Location identification entries
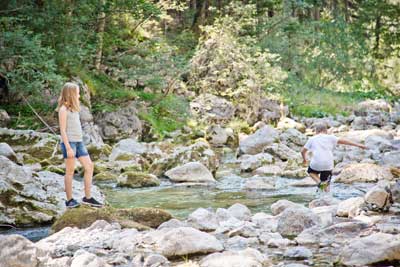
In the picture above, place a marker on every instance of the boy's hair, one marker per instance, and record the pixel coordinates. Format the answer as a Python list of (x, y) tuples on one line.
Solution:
[(69, 97), (320, 127)]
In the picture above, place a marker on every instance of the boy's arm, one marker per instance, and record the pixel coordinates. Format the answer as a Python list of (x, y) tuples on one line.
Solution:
[(350, 143)]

### Challenge:
Can you render the rows above as a JSON list of strings, with one string per line and blank lines skipped? Omit the pictures from your answer.

### Solution:
[
  "In the picture above, place a marker on every instance of the boy's hair, one marker per instance, and record the pixel coordinates. Format the answer as a Python list of (x, y) tuples on one line.",
  "Solution:",
  "[(69, 97), (320, 127)]",
  "In the picture above, place a marker on every instance of the boy's arm, one marker per instance, and record the pixel coordinates. Format the answer as a Python list of (x, y) tuples on one line.",
  "Solution:",
  "[(350, 143)]"
]